======== Material supplied ========

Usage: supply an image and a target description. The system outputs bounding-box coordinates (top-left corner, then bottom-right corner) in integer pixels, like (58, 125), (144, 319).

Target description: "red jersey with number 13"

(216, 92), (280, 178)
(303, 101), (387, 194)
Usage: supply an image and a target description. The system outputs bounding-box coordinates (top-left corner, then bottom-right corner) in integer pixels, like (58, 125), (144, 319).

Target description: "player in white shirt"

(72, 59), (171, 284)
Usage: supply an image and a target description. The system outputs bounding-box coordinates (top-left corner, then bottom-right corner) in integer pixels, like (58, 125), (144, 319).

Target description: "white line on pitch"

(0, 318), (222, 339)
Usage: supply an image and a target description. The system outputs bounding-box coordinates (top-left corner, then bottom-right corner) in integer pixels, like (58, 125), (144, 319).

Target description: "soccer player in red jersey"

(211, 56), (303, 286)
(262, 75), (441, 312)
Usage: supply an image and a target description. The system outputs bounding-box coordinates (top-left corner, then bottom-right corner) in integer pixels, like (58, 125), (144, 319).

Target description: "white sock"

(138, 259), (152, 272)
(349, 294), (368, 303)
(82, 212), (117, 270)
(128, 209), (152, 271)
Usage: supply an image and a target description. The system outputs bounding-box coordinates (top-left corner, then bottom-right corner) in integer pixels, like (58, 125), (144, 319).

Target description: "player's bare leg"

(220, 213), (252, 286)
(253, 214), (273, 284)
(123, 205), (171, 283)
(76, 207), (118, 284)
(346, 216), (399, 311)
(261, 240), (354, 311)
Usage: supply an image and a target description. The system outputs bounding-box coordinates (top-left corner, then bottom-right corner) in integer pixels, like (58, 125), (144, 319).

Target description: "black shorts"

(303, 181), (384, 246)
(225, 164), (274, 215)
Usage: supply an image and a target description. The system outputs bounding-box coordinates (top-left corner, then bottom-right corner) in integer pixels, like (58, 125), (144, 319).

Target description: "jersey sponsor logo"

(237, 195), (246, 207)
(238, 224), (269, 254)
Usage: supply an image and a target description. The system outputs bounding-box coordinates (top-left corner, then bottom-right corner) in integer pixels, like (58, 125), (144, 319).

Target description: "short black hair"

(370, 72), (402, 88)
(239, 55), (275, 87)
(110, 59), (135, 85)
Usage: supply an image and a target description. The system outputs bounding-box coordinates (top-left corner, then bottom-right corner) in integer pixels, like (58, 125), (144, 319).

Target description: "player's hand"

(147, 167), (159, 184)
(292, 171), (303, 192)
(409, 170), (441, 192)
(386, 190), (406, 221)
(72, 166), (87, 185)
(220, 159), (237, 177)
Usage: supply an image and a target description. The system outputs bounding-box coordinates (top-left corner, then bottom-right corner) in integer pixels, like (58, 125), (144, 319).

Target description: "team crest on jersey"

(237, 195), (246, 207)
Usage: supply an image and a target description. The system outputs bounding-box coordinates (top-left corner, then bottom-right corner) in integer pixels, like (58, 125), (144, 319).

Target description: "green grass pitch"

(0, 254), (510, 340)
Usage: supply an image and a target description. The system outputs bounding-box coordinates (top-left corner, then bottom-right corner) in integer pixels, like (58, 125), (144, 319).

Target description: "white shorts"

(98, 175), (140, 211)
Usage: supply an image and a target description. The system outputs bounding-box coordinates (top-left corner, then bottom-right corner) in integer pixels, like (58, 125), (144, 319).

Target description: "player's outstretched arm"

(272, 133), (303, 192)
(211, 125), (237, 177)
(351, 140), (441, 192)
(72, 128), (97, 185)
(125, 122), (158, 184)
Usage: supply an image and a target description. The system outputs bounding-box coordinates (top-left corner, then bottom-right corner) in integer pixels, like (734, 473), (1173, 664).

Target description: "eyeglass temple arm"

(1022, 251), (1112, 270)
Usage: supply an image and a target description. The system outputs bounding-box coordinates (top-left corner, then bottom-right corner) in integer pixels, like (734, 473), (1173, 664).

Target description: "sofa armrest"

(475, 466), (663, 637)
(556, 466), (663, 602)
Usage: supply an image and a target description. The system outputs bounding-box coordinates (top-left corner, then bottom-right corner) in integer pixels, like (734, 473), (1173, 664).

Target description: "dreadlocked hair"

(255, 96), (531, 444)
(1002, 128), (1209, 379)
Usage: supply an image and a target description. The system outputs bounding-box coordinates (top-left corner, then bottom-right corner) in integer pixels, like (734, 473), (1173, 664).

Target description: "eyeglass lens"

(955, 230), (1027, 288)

========

From the listing above, extract every line that contains the word "eyeglass".

Target description: "eyeglass temple arm"
Target description: "eyeglass lens"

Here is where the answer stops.